### Informações extraídas

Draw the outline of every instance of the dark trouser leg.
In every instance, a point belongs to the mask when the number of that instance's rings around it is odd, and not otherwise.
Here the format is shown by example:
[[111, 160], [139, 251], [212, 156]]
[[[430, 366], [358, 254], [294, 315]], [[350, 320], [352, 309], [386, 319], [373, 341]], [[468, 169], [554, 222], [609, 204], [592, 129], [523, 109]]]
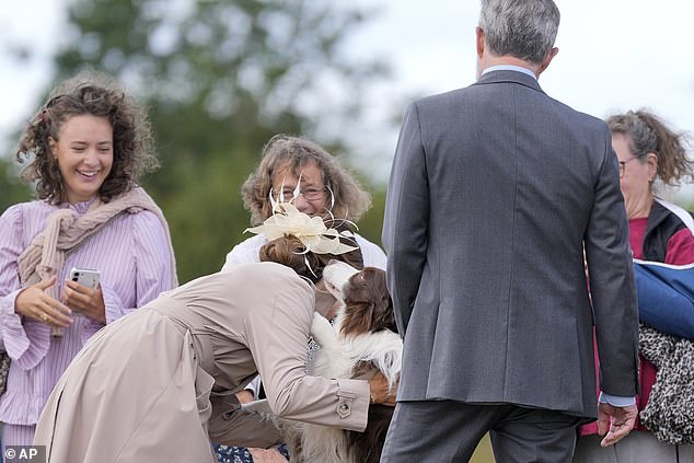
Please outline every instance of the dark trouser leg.
[[508, 406], [453, 401], [400, 402], [381, 463], [466, 462]]
[[513, 406], [489, 431], [497, 463], [570, 463], [581, 420], [560, 412]]

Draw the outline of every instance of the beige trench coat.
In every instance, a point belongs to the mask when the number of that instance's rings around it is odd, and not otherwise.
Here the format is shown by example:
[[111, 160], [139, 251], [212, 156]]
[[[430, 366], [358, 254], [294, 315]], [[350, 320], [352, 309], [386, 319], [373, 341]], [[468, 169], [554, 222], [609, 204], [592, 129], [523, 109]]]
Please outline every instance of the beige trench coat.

### Instruções da tarefa
Copie integralmente as linhas de todos os itens acima, sem alterar nada, e deixe as imagens de fora.

### Resposta do problema
Draw the outline of every instance of the dark trouser leg.
In every instance, a point belongs to the mask when the number of that instance's rings around it is odd, and not otherwise.
Here the format is shown by example:
[[111, 160], [139, 251], [212, 156]]
[[[430, 366], [358, 254], [294, 315]], [[350, 320], [352, 309], [386, 319], [373, 341]], [[468, 169], [554, 222], [609, 204], [592, 129], [523, 109]]]
Please outline every instance of the dark trouser leg.
[[508, 406], [453, 401], [400, 402], [381, 463], [466, 462]]
[[513, 406], [489, 431], [497, 463], [570, 463], [581, 420], [560, 412]]

Draw the outline of every instance of the beige trench coat.
In every instance, a point belongs to the mask when the number of that instance's rings around it is odd, and not otherwise.
Here the format is shown by example:
[[111, 160], [139, 251], [212, 156]]
[[[430, 366], [358, 254], [294, 315]], [[350, 320], [352, 309], [386, 319], [373, 341]], [[468, 169], [554, 222], [609, 204], [592, 129], [523, 109]]]
Please outline every instance of the beige trench coat.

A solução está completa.